> WHAT IS EXPECTED:
Put every line of the records into a JSON list of strings, one string per line, leaving out blank lines.

^^^^^^^^

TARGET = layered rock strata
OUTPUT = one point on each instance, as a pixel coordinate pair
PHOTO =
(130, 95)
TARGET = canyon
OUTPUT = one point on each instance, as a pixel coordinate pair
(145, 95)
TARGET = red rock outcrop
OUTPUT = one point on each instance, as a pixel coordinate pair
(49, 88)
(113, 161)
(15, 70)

^^^^^^^^

> REPLY TO THE TASK:
[
  "TARGET = layered rock strata",
  "OUTPUT = one point on each instance, as a pixel coordinate pair",
  "PHOTO =",
  "(130, 95)",
  "TARGET = canyon",
  "OUTPUT = one point on each instance, as a pixel coordinate pair",
  "(145, 95)",
  "TARGET = red rock outcrop",
  "OUTPUT = one point on each instance, as a pixel coordinate pair",
  "(49, 88)",
  "(113, 161)",
  "(15, 70)"
]